WHAT TO DO: From the top of the entries, reproduce each line exactly, stopping after the line that contains "[[641, 675], [418, 76], [957, 482], [746, 637]]". Omit pictures.
(DATA SHOWN begins)
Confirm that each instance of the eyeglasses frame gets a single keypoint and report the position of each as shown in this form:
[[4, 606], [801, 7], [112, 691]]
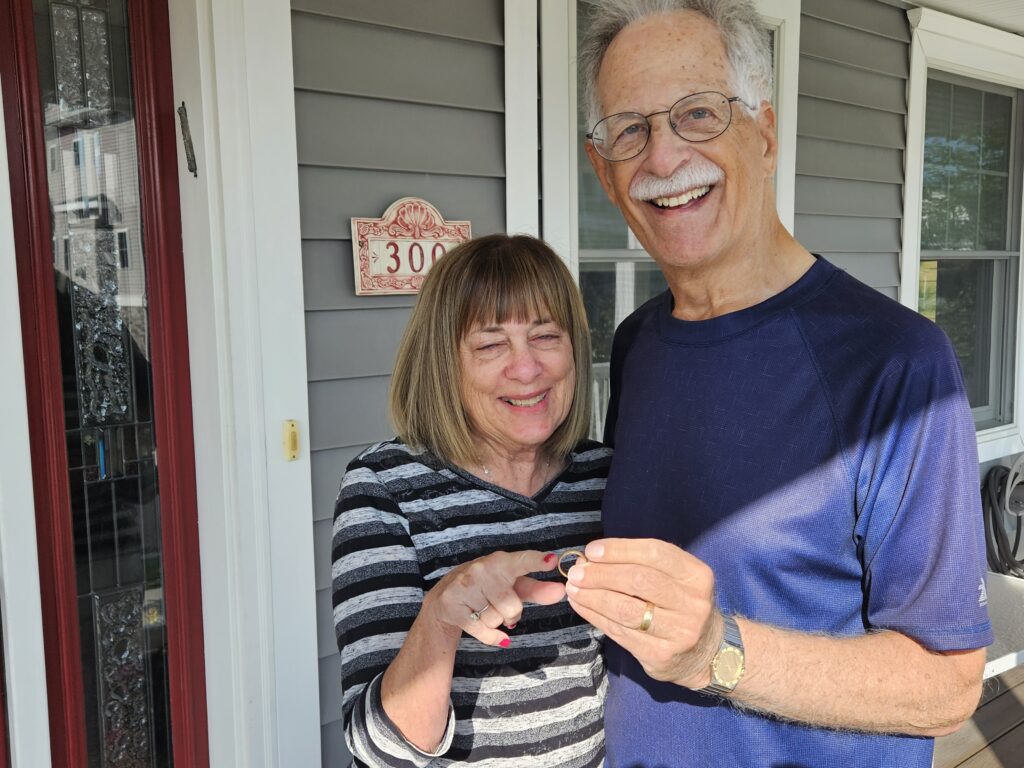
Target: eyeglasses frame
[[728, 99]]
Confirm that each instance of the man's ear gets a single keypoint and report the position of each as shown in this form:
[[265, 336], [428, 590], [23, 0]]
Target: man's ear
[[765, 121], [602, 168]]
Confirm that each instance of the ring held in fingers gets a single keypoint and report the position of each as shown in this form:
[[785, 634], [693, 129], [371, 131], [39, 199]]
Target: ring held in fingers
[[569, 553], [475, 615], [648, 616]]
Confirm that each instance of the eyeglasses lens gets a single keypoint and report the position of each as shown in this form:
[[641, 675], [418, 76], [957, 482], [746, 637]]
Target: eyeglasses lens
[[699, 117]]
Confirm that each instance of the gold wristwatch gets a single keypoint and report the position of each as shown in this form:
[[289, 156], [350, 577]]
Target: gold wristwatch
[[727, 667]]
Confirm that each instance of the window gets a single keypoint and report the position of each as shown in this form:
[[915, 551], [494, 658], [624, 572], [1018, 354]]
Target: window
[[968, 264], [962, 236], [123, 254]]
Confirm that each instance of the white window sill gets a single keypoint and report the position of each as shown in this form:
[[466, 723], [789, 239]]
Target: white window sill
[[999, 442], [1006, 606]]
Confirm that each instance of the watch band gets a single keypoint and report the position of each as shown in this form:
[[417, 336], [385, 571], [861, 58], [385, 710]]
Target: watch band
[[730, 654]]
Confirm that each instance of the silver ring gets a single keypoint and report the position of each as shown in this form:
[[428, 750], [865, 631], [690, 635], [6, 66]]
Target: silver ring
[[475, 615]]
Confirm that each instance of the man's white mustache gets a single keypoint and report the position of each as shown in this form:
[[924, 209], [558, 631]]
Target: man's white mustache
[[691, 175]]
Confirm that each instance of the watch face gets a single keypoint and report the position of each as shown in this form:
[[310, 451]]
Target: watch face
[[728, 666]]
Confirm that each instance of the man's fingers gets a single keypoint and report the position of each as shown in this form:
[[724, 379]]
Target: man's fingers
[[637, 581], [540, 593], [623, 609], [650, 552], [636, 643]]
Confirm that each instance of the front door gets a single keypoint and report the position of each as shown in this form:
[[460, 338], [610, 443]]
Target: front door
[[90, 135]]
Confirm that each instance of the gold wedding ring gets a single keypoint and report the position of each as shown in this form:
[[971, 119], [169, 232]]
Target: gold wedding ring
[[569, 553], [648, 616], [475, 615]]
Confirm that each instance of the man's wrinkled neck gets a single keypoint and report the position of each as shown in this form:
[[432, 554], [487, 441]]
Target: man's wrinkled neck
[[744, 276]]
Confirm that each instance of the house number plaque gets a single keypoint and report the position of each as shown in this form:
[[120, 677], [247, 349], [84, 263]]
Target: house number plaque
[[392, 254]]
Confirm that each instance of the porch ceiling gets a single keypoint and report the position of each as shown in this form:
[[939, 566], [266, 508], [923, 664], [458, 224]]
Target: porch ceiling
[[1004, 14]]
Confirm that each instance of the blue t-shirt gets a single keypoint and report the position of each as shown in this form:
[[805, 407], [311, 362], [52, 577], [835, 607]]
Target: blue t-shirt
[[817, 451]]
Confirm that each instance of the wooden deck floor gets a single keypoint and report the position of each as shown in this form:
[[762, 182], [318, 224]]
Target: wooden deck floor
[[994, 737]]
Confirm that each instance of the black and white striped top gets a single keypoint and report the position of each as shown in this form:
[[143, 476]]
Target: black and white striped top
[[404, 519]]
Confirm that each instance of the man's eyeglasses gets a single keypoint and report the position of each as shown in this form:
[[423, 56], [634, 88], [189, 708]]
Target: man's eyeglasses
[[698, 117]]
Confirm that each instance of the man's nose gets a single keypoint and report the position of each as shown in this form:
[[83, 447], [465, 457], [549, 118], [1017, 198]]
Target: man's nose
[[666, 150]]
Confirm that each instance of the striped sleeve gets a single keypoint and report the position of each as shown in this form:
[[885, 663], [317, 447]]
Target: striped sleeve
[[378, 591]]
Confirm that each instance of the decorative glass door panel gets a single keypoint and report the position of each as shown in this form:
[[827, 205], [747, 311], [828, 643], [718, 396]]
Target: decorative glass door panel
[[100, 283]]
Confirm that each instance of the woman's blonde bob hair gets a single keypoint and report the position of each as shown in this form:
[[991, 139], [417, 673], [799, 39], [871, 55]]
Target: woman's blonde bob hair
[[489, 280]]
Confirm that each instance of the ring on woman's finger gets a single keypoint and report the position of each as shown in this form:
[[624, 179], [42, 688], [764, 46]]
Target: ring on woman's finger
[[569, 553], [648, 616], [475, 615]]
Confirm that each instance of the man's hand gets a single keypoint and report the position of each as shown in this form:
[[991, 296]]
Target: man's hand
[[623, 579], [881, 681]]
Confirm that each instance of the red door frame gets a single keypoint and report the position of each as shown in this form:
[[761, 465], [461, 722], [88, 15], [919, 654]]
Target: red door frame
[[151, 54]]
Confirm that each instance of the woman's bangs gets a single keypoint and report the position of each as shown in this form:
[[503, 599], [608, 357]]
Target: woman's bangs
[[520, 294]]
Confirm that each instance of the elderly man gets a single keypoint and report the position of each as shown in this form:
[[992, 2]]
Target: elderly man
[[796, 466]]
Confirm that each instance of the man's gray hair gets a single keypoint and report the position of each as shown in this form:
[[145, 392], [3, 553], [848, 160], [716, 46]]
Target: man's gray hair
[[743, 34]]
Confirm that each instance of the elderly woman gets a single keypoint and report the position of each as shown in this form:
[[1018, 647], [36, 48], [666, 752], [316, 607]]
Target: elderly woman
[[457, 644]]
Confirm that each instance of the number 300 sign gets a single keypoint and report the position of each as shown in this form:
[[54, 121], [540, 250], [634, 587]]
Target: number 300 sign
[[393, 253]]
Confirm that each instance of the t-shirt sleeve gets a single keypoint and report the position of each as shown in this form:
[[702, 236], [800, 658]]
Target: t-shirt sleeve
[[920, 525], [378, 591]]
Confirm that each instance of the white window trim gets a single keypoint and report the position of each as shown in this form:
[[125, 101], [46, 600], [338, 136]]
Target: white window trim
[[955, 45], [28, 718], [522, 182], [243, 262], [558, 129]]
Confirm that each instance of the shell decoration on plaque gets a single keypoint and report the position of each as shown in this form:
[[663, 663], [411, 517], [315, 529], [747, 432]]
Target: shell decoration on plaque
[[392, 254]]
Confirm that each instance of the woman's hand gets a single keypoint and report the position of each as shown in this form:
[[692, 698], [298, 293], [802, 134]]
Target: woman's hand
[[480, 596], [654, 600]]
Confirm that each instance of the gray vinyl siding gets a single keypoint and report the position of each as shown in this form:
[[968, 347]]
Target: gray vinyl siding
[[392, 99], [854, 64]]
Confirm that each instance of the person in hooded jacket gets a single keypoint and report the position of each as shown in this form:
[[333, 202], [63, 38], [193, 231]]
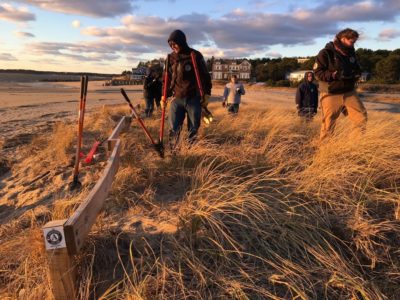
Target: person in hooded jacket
(DATA SHOWN ends)
SOLUTION FOR THIS EXERCISE:
Confirm that each instance of the eyeglasses frame gets a single keypoint and report the position of each as shown in this form:
[[4, 606], [801, 7], [112, 691]]
Target: eyeglasses frame
[[728, 99]]
Confirm that each instance of the man's ear gets a single keypoint and report the position of each as shown in this form:
[[265, 336], [428, 590], [23, 0]]
Target: man's ear
[[765, 121], [602, 168]]
Confirm that each instance of the ring held in fingers gets a single keypoint and report the position of each as shown in this form:
[[785, 634], [693, 129], [371, 131], [39, 199]]
Target: ring held in fingers
[[569, 553], [475, 615], [648, 616]]
Confirm that each instance of the eyeglasses lens gets a single keypoint and report the position of each as shown in this form:
[[641, 675], [418, 76], [957, 482], [746, 637]]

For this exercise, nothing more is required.